### INFORMATION GIVEN ###

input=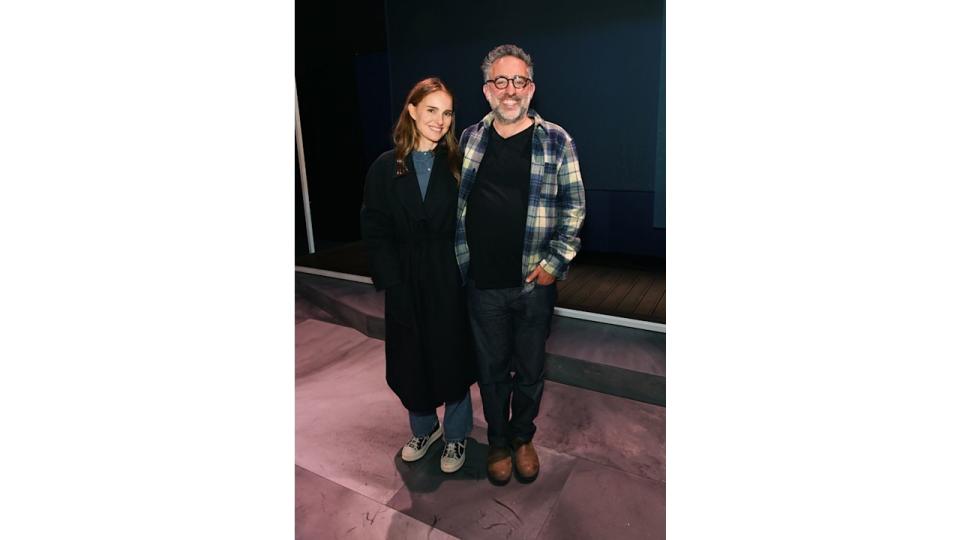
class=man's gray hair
[480,44,533,82]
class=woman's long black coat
[361,145,476,412]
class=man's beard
[493,99,530,124]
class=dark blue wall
[386,0,665,257]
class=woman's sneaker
[400,422,443,461]
[440,439,467,473]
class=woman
[361,78,476,473]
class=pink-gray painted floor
[295,300,666,540]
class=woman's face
[407,90,453,150]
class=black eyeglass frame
[486,75,533,90]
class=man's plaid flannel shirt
[455,109,586,289]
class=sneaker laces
[443,442,466,459]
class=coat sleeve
[360,162,402,291]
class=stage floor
[295,300,666,540]
[296,242,667,323]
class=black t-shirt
[466,125,533,289]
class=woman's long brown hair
[393,77,463,184]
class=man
[456,45,585,485]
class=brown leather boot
[487,446,513,486]
[513,441,540,483]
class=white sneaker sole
[400,426,443,463]
[440,454,467,473]
[440,441,467,473]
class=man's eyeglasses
[487,75,533,90]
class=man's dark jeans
[467,280,557,447]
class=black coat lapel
[397,155,427,220]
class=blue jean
[408,389,473,442]
[467,280,557,447]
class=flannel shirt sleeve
[540,138,586,279]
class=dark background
[296,0,665,257]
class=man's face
[483,56,535,124]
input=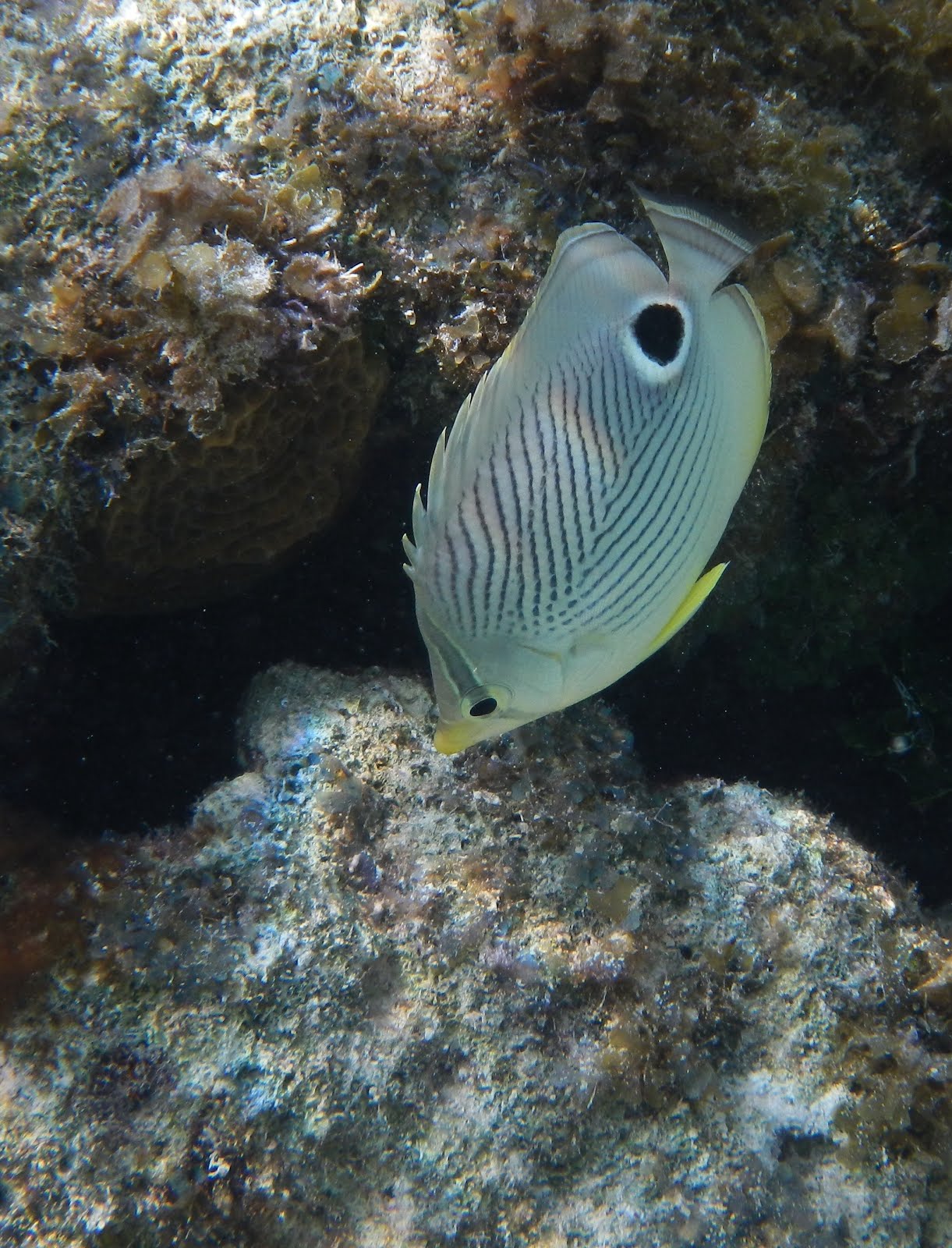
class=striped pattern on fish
[404,201,770,751]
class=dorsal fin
[642,195,756,293]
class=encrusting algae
[0,664,952,1248]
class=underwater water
[0,0,952,1248]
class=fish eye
[462,685,513,719]
[632,303,684,368]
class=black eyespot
[632,303,684,364]
[469,697,499,719]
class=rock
[0,664,952,1248]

###

> **AIM OF THE TASK**: Write out all of the items above again, replacing "sneaker" with "running shoe" everywhere and changing nothing else. Omit the pictures from your answer.

> **SOLUTION**:
input=
class=man's gray hair
[480,44,533,82]
class=woman's long black coat
[361,145,476,412]
class=man's beard
[493,99,530,124]
class=dark blue wall
[386,0,665,257]
class=woman's running shoe
[400,422,443,461]
[440,439,467,473]
class=woman
[361,78,476,473]
class=pink-gray painted floor
[295,300,666,540]
class=woman's face
[407,90,453,150]
class=black eyeglass frame
[486,75,533,90]
class=man's plaid flannel shirt
[455,109,586,289]
class=running shoe laces
[443,442,466,459]
class=coat sleeve
[360,162,402,291]
class=stage floor
[295,300,666,540]
[296,242,667,323]
class=black t-shirt
[466,125,533,289]
class=woman's long brown hair
[393,77,463,184]
class=man
[456,45,585,485]
class=brown leather boot
[487,446,513,486]
[513,441,540,483]
class=white running shoe sole
[400,426,443,463]
[440,454,467,473]
[440,441,467,473]
class=man's eyeglasses
[487,75,533,90]
class=man's dark jeans
[467,280,557,447]
class=black coat lapel
[397,155,427,220]
class=blue jean
[408,389,473,442]
[467,280,557,447]
class=flannel shirt sleeve
[540,138,586,279]
class=dark background
[296,0,665,257]
class=man's face
[483,56,535,124]
input=
class=striped pattern on fish
[404,201,770,751]
class=dorsal fin
[642,195,756,293]
class=encrusting algae
[0,664,952,1248]
class=underwater water
[0,0,952,1248]
class=fish eye
[462,685,513,719]
[632,303,684,368]
class=black eyespot
[632,303,684,364]
[469,697,499,719]
class=rock
[0,664,952,1248]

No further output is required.